Job:
Repeat every entry word for word, but leave the images out of your copy.

Raw data:
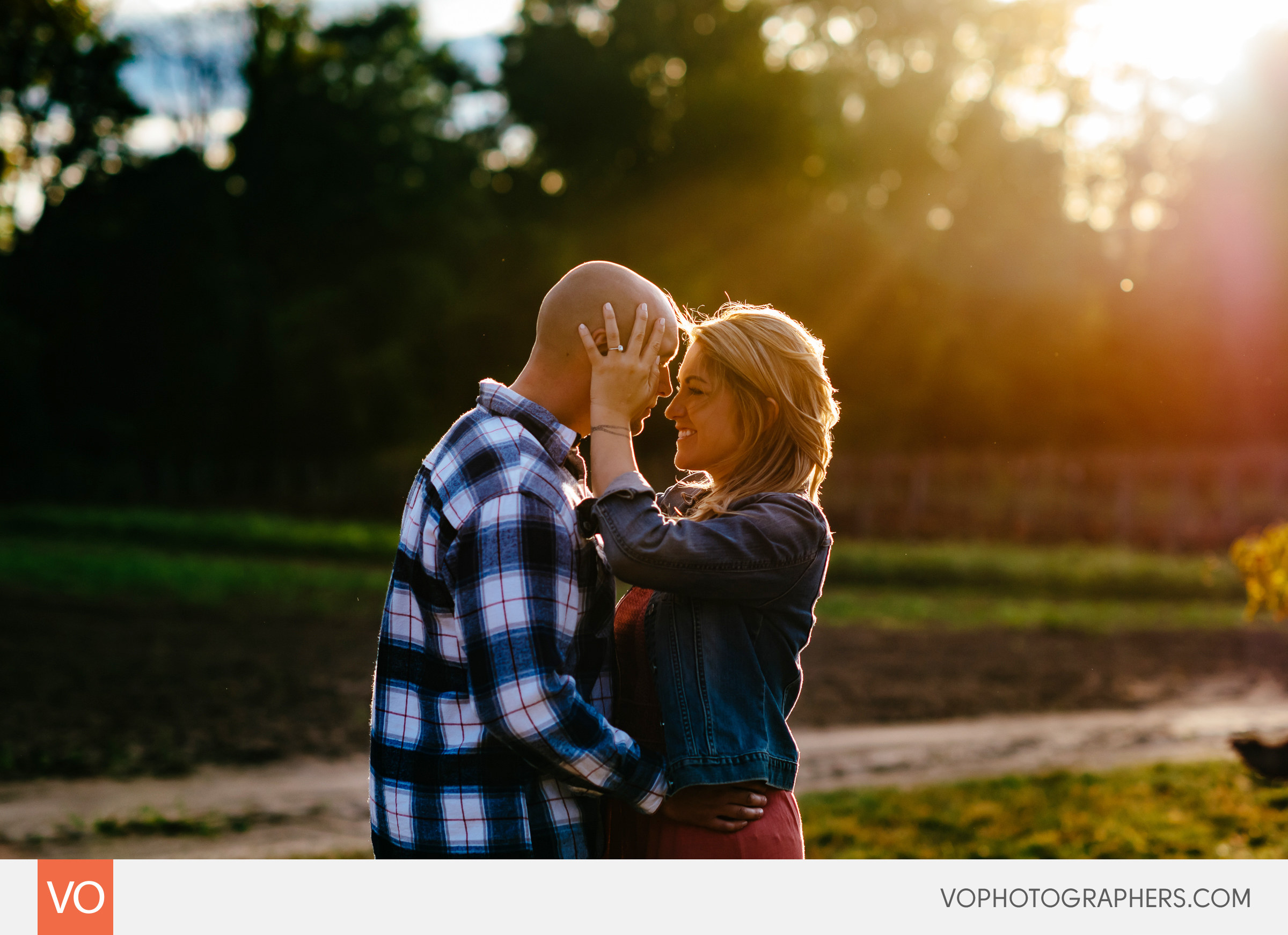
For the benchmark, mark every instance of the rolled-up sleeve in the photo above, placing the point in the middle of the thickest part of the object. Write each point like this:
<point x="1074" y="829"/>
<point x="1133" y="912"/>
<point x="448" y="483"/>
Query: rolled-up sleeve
<point x="751" y="555"/>
<point x="514" y="567"/>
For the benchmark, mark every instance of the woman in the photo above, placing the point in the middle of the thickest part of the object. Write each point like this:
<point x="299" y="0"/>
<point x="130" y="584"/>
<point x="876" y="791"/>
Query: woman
<point x="727" y="568"/>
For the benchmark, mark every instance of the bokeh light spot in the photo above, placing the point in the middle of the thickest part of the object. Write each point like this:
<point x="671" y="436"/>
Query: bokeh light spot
<point x="553" y="182"/>
<point x="1147" y="214"/>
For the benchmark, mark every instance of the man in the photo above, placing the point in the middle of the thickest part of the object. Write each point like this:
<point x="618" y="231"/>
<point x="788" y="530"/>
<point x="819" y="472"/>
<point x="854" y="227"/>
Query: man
<point x="488" y="731"/>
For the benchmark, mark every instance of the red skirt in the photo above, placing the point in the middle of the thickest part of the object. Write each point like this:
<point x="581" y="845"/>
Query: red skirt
<point x="636" y="711"/>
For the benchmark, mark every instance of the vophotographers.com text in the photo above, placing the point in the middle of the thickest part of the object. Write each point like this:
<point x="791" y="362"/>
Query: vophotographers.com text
<point x="1072" y="898"/>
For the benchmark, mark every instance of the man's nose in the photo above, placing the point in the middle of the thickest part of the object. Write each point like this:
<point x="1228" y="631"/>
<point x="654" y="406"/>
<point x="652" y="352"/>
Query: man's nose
<point x="664" y="383"/>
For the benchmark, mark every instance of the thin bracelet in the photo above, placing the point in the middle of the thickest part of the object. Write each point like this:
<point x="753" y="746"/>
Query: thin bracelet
<point x="612" y="431"/>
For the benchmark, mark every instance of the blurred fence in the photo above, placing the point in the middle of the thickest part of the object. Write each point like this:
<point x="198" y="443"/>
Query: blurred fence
<point x="1162" y="500"/>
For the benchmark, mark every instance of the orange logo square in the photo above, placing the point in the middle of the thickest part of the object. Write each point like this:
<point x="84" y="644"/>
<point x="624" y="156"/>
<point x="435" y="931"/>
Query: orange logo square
<point x="74" y="897"/>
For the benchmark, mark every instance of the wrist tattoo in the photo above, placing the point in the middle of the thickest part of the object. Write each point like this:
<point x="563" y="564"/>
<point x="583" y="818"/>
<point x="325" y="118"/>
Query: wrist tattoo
<point x="612" y="431"/>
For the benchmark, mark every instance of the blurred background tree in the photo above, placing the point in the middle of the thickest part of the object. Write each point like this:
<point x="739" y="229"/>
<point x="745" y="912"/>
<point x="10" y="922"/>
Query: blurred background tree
<point x="913" y="181"/>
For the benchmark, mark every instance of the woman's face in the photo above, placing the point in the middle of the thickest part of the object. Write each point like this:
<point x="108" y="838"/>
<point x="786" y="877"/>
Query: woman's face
<point x="706" y="418"/>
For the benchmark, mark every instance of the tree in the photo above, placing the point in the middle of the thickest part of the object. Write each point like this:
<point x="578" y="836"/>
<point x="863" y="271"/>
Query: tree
<point x="62" y="108"/>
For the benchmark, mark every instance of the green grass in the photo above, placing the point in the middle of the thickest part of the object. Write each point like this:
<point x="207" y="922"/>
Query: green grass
<point x="250" y="534"/>
<point x="1192" y="811"/>
<point x="1074" y="570"/>
<point x="146" y="575"/>
<point x="999" y="568"/>
<point x="902" y="608"/>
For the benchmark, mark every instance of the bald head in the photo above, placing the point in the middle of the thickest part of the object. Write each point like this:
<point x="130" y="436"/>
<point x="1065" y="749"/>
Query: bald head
<point x="579" y="299"/>
<point x="558" y="374"/>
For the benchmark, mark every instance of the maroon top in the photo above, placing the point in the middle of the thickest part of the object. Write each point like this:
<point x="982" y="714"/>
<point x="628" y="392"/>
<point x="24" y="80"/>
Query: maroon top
<point x="636" y="711"/>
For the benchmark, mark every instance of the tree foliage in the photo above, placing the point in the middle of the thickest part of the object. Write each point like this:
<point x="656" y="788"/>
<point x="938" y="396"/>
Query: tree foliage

Written answer:
For the benchmark, mark every instance of the rolled-up sleeve in the photo above, placing the point in the middle of the thickest part of the object. Write each point like this:
<point x="1074" y="829"/>
<point x="1133" y="912"/>
<point x="448" y="483"/>
Query: rolled-up sleeve
<point x="751" y="555"/>
<point x="514" y="567"/>
For the benchmark, mark every instance of the woman in the photo above, placing the point in the middle of the thickest part of the object. Write each point like this:
<point x="299" y="0"/>
<point x="130" y="584"/>
<point x="876" y="791"/>
Query: woman
<point x="727" y="568"/>
For the benchmark, mark every instance of the bokeh light spot in the photo above, placing the point in the middle of the thickest part of the object. Write each point like this:
<point x="671" y="436"/>
Query: bokeh light spot
<point x="553" y="182"/>
<point x="1147" y="214"/>
For the benchmark, mark every instance of the man in the photo above, placing the point in the middle of the thickest part of the object. Write each point like this:
<point x="618" y="231"/>
<point x="788" y="530"/>
<point x="819" y="472"/>
<point x="854" y="227"/>
Query: man
<point x="488" y="731"/>
For the benchmark, mark every instance of the red skirt in the photo above, placing the point in the middle of the thickest part of the object. Write each point like this:
<point x="581" y="845"/>
Query: red skirt
<point x="636" y="711"/>
For the benchmark, mark every instance of the vophotographers.com text in the photo above, placing the point in the middle of the thickest part of the object. Write each point like this:
<point x="791" y="362"/>
Query: vophotographers.com text
<point x="1072" y="898"/>
For the benchmark, mark every instance of the man's nose in the photo above, placing the point in the middle of the thickest part of the object. Write each point like this:
<point x="1228" y="631"/>
<point x="654" y="406"/>
<point x="652" y="352"/>
Query: man's nose
<point x="664" y="383"/>
For the benchmark, mark every instance of the thin bracelet in the photo above, placing the point in the middle of the thickest part of the object. Write each point like this:
<point x="753" y="746"/>
Query: thin bracelet
<point x="612" y="431"/>
For the benchmark, mark every instance of the blurred fence in the photo above, placing the point in the middle of the thickest part of the object. Write each point like this:
<point x="198" y="443"/>
Query: blurred fence
<point x="1162" y="500"/>
For the benchmark, mark every instance of the orange logo square in the photo above, placing the point in the middle of the thickest part of the object. Write each point like this:
<point x="84" y="644"/>
<point x="624" y="156"/>
<point x="435" y="931"/>
Query: orange logo square
<point x="74" y="897"/>
For the benchmark, mark every instance of the wrist tattoo in the photo above, placing the point in the middle of the thickest part of the object. Write each point like this:
<point x="563" y="564"/>
<point x="583" y="818"/>
<point x="325" y="118"/>
Query: wrist tattoo
<point x="612" y="431"/>
For the benchmark, mark every instance of the blurred background tree in the photo above, placing the point in the middle of the thickest part of the object. Write each point like this:
<point x="739" y="229"/>
<point x="745" y="912"/>
<point x="10" y="922"/>
Query: blurred background tree
<point x="913" y="181"/>
For the benchmark, mark every instance of the woman's face in the photo above, placing the point in the middle of the thickest part of the object. Write each point like this:
<point x="108" y="838"/>
<point x="786" y="877"/>
Query: woman's face
<point x="706" y="418"/>
For the benchmark, mark every instance of the tree in the photo above, placing the point in the middle of the thickest part of the object. Write each point like this:
<point x="578" y="836"/>
<point x="863" y="271"/>
Query: tree
<point x="62" y="108"/>
For the benchmark, mark every instance of the green grass in the photo above, placing the point in the middle of the thickest part of the object. Write each point like this:
<point x="207" y="922"/>
Query: green grass
<point x="250" y="534"/>
<point x="1192" y="811"/>
<point x="1074" y="570"/>
<point x="146" y="575"/>
<point x="999" y="568"/>
<point x="902" y="608"/>
For the benchmark, mark every instance of the bald head in the photo above, placing the point in the middle of the thickest part of the object. Write each point like this:
<point x="130" y="436"/>
<point x="1065" y="749"/>
Query: bald head
<point x="579" y="299"/>
<point x="558" y="374"/>
For the benchmark, mark every instance of the maroon top in the photo above, placing the point in the middle of the thickest part of the object. Write each point like this:
<point x="982" y="714"/>
<point x="628" y="392"/>
<point x="24" y="80"/>
Query: maroon top
<point x="636" y="711"/>
For the benchmark, mark every instance of the tree foliage in the photo above, placing the point in the middle of the thickest part of the object. Write each point like this:
<point x="656" y="788"/>
<point x="938" y="396"/>
Query: tree foliage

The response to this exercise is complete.